Record set START
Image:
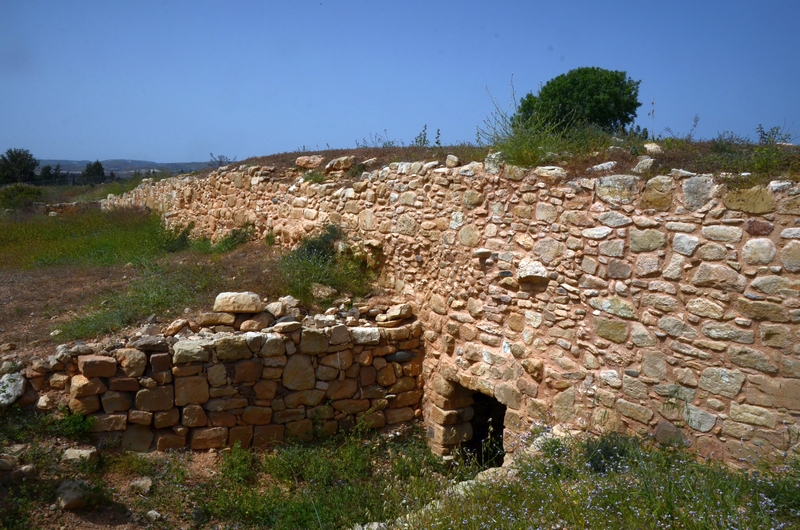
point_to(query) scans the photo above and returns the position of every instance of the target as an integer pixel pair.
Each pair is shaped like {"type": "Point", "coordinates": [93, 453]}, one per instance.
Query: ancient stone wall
{"type": "Point", "coordinates": [667, 306]}
{"type": "Point", "coordinates": [240, 375]}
Record set END
*To do*.
Restate the data word for word, minus any images.

*Result below*.
Image:
point_to(query) scans the photo above and returns the position of every instance of the target as an integer pixel pair.
Each pair is shaped like {"type": "Point", "coordinates": [93, 453]}, one per instance.
Query: ancient stone wall
{"type": "Point", "coordinates": [667, 306]}
{"type": "Point", "coordinates": [240, 375]}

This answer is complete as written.